*To be done*
List each line of the items below that contains the string "simple", treating uppercase and lowercase letters as distinct.

*Supplied data*
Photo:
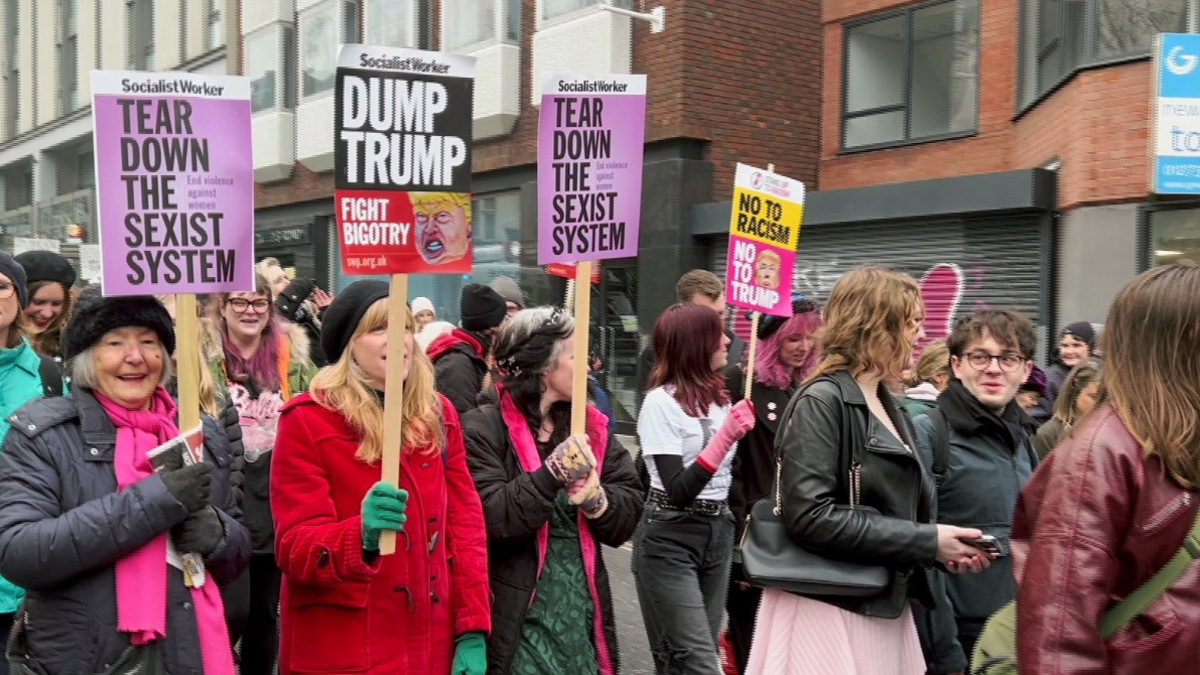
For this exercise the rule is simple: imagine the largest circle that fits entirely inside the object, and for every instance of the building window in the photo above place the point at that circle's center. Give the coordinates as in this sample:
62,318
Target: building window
--
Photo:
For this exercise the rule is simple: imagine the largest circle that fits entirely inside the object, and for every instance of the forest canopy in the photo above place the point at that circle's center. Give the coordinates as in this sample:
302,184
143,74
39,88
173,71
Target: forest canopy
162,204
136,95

*Response for this exercise*
For this exercise the rule is simple: imagine the largest circle that fits entirely inside the object, and for every instance of the building window in the photo above place the point at that circle's center. Give the coordinates as in this sample:
For this exercise the rule is simple: imagine the largest circle that fits entirely inside the object, and for every instance of the forest canopy in the photo above place the point at that circle's center. Give the coordinates as in this sample:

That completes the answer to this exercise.